Escritura Conquistada (Diálogos com poetas latino-americanos) (entrevistas). Letra & Música. Fortaleza, CE. 1998. 408 pgs.

Escritura Conquistada

 

Um continentes de poetas

Wilson Martins

Julgado, em 94, por um poeta (Marcus Accioly) e dois cantores de música popular (Milton Nascimento e Paulinho da Viola), o prêmio Nestlê de poesia revelou o nome de Aníbal Beça dentre 7.038 concorrentes. "Livros de todo o país", escreve Marcus Accioly, "em caixas e caixas, foram lidos e analisados durante meses, até uma possível certeza, uma convicção. O trabalho foi compensado pela alegria do resultado, único e unânime: Suíte para os habitantes da noite."

◆ Material fornecido:
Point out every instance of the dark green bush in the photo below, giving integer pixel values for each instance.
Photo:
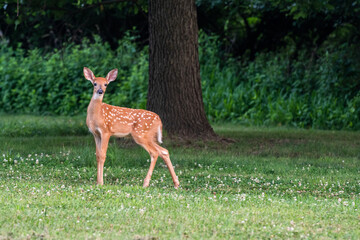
(274, 89)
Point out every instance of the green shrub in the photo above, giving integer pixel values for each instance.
(54, 83)
(275, 89)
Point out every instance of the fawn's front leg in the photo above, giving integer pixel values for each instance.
(102, 142)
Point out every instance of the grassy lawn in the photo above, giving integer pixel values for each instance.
(276, 183)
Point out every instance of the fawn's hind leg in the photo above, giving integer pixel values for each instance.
(153, 155)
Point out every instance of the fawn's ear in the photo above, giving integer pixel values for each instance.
(111, 75)
(89, 74)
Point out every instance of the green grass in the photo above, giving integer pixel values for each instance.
(273, 183)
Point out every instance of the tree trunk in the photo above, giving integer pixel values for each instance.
(174, 71)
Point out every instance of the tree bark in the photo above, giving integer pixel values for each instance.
(174, 72)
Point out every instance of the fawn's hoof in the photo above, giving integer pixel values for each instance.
(146, 182)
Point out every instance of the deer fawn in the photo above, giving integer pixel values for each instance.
(105, 120)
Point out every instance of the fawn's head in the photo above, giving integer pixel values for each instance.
(100, 83)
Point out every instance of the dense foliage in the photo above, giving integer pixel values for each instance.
(277, 62)
(320, 93)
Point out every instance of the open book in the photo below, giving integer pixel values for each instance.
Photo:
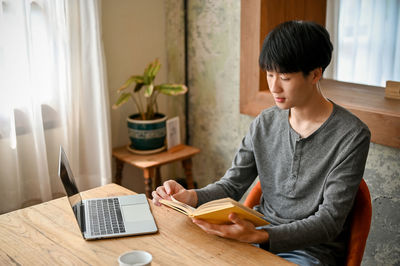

◆ Tarefas a fazer:
• 1. Indique se cada afirmação está de acordo com o texto de leitura: (a) o prêmio Nestlê de poesia de 94 foi julgado por três pessoas; (b) Milton Nascimento é apresentado como poeta; (c) o resultado foi decidido por maioria de votos. Responda sim ou não e cite as palavras do texto que decidem cada caso.
• 2. Liste todos os nomes de pessoas que aparecem no texto de leitura.
• 3. Segundo o texto de leitura, quantos concorrentes disputaram o prêmio Nestlê de poesia?
O material não é necessário para resolver as tarefas.

◆ Respostas abaixo:
• 1.
(a) Sim: "Julgado, em 94, por um poeta (Marcus Accioly) e dois cantores de música popular (Milton Nascimento e Paulinho da Viola)".
(b) Não: "dois cantores de música popular (Milton Nascimento e Paulinho da Viola)".
(c) Não: "único e unânime".

• 2. Wilson Martins, Marcus Accioly, Milton Nascimento, Paulinho da Viola, Aníbal Beça

• 3. 7.038 concorrentes.